SELECTED EXCERPT —
'An Extreme Aloneness'
Friday, December 8, 2006
GEORGE AND SAM
Two Boys, One Family, and Autism
By Charlotte Moore
St. Martin's. 320 pp. $24.95
If you have an interest in autism (which often means that you have a medical interest or a child, grandchild, niece or nephew with autism), the novelist Nick Hornby, who has written an excellent introduction to this volume, assures you, "this might be the only book you need to read" about this vexing condition.
Hornby is half right. Charlotte Moore has not one but two autistic kids. She also has a non-autistic son, who has provided her with a convenient means of comparison. She is a professional writer, extremely competent, methodical and intelligent. Between her two boys, she has had occasion to try almost every treatment or diet or therapy that may alleviate the disorder. She provides a useful list of organizations at the back of the book and during her narrative describes a goodly portion of the sometimes harrowing, sometimes amusing behavior of autistic children -- what the often bewildered parents of the newly diagnosed may fairly expect in the future.
But Moore gives readers only half the information they need. She explains the symptoms that nervous parents should look out for, describes what they should do to care for these youngsters. (She stops at puberty.) She tells us what to do; she just doesn't tell us how to do it. For close to 300 pages, she becomes more austere and self-sacrificing, more and more saintly, until by the end -- I'm sorry, Nick Hornby! -- I wanted to give her a rude shove.
Autism was first identified as a medical condition in 1943 by Leo Kanner, who described it then as "an extreme aloneness" as well as an intense desire for "the preservation of sameness." Others went on to think of it as a triad of impairments -- of the imagination, communication and social interaction. What that means in real life is often an almost complete loss or distortion of language, an inability or unwillingness to connect with other people in traditional ways and an often startling array of strange, repetitive behaviors. (My grandson, for instance, spins necklaces for as long as anyone will allow him, runs or swims for hours at a time and vocalizes in the clear, haunting voice of an avant-garde composer.) No two autistic children are alike. No one knows for sure what causes autism, except that right now we are in the midst of an epidemic: In autism circles, it's commonly said that 1 in 166 children in America is born with this disorder.
There is no cure and Moore herself, to my knowledge, is the person who originally put to rest the consoling fiction that there might be a normal child hiding behind a mask of off-putting symptoms. Autists are autists "through and through," she insists. It's up to the parents, the families, to find the treatments that alleviate and the educational system that helps, then go ahead and implement these things. That's about 5,000 times easier said than done.
Although she is extraordinarily reticent about herself, we know that Moore is the kind of person who, before she had her first two boys, seriously considered having a baby who had been shown in utero to have no limbs except half an arm. But "I worried," she writes, "that keeping the baby would put our marriage under pressure." Then, after autism was diagnosed in both their sons, she and her husband, Min, decided to have another baby. When George's autism was diagnosed, Min "had a very bad reaction to the news, and . . . was in fact about to have a full-scale nervous breakdown." That information on Page 97 is pretty much the last we hear of the father of her three boys.

TASK DESCRIPTION —
Answer these from the review of George and Sam:
(a) How many pages is the book, and what is its price?
(b) In what year was autism first identified as a medical condition, and by whom?
(c) What is the name of Moore's husband?
The listing plays no part in this exercise.

GIVEN ENTRIES —
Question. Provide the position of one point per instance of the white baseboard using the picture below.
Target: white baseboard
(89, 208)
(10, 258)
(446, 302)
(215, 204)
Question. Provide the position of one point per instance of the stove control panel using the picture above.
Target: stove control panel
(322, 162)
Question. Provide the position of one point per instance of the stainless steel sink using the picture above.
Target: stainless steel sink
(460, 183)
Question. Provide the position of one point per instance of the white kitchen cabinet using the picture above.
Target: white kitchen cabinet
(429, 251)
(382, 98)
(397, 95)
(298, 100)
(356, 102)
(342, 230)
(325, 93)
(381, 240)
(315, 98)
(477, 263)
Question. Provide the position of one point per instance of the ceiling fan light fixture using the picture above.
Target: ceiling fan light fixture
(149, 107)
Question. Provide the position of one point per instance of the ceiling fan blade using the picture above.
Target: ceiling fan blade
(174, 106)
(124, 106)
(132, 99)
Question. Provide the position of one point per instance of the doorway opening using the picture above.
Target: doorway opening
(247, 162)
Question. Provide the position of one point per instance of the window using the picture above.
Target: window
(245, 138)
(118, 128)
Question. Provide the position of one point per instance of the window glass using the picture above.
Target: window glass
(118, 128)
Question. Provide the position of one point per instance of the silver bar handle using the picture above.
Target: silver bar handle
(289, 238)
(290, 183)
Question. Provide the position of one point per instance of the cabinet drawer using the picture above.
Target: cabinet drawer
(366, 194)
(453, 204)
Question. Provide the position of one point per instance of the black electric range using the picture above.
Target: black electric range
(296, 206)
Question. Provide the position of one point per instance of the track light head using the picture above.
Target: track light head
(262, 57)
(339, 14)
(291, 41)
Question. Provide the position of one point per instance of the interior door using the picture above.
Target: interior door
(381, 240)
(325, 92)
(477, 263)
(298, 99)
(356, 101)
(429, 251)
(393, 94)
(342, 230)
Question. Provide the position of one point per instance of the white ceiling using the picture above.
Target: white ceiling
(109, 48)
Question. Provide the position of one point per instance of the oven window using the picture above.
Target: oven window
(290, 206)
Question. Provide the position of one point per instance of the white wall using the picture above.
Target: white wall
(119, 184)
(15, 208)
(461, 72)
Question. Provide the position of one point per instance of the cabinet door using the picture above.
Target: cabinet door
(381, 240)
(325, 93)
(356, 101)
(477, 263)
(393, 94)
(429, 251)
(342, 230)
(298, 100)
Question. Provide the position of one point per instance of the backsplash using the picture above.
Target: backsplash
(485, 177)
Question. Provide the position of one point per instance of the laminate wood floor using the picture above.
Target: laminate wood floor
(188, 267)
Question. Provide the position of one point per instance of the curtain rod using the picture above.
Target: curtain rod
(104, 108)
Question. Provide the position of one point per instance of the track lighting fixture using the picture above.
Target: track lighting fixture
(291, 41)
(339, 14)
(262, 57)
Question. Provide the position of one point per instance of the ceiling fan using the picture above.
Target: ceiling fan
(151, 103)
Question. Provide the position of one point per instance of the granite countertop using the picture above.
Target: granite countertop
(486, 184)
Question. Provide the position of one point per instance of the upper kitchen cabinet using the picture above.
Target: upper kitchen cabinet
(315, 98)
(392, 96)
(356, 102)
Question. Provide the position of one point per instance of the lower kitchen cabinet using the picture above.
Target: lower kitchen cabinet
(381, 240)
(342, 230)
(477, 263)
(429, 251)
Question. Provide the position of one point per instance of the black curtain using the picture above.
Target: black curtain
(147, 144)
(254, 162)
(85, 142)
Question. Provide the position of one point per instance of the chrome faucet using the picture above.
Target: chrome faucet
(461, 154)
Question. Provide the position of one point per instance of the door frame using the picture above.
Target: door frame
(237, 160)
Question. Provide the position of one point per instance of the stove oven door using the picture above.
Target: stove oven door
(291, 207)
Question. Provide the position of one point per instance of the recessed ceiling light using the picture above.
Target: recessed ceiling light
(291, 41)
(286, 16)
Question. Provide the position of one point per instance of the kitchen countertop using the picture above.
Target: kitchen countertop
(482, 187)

==

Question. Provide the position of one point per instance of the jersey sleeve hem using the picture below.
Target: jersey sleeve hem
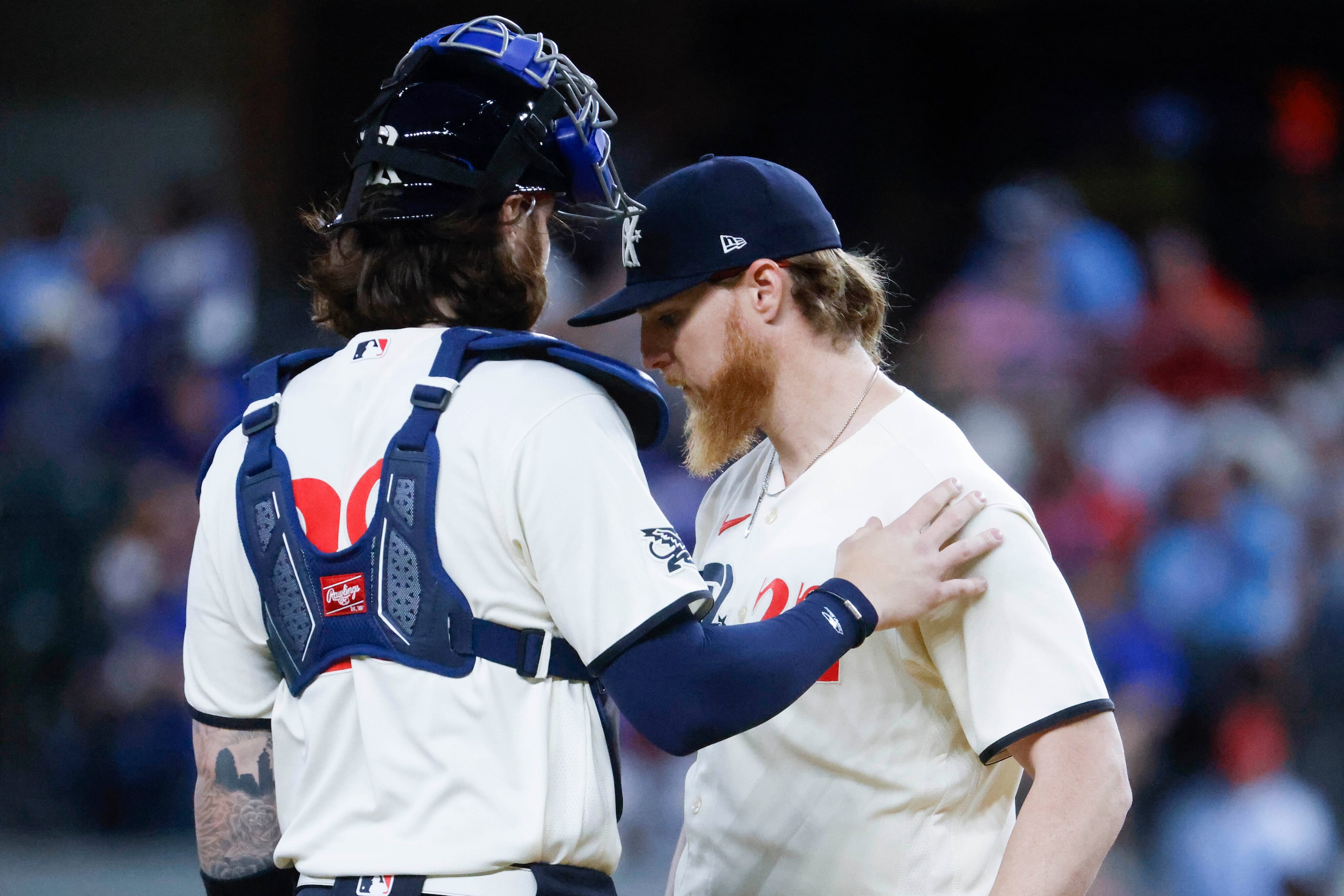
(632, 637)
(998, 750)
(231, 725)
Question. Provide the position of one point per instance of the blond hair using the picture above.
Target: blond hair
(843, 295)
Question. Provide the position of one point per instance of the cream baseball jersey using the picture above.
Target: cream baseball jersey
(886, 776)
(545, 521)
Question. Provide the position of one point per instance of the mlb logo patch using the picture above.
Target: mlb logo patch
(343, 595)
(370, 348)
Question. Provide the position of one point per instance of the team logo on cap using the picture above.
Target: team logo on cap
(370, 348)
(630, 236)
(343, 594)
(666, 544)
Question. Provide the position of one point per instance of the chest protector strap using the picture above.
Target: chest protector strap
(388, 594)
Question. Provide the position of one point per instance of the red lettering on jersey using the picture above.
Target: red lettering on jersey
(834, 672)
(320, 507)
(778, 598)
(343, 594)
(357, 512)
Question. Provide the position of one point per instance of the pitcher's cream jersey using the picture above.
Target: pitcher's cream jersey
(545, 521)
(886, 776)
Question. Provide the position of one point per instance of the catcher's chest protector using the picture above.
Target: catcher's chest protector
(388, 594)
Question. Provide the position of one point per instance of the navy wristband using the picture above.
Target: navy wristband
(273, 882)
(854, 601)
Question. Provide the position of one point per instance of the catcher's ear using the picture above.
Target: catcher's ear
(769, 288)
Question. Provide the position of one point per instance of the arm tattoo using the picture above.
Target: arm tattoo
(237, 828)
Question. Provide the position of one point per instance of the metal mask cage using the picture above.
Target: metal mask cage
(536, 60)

...

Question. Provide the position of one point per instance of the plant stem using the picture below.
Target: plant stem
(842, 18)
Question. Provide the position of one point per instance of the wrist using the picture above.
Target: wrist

TASK SOLUTION —
(a) 320 pages, $24.95
(b) 1943, by Leo Kanner
(c) Min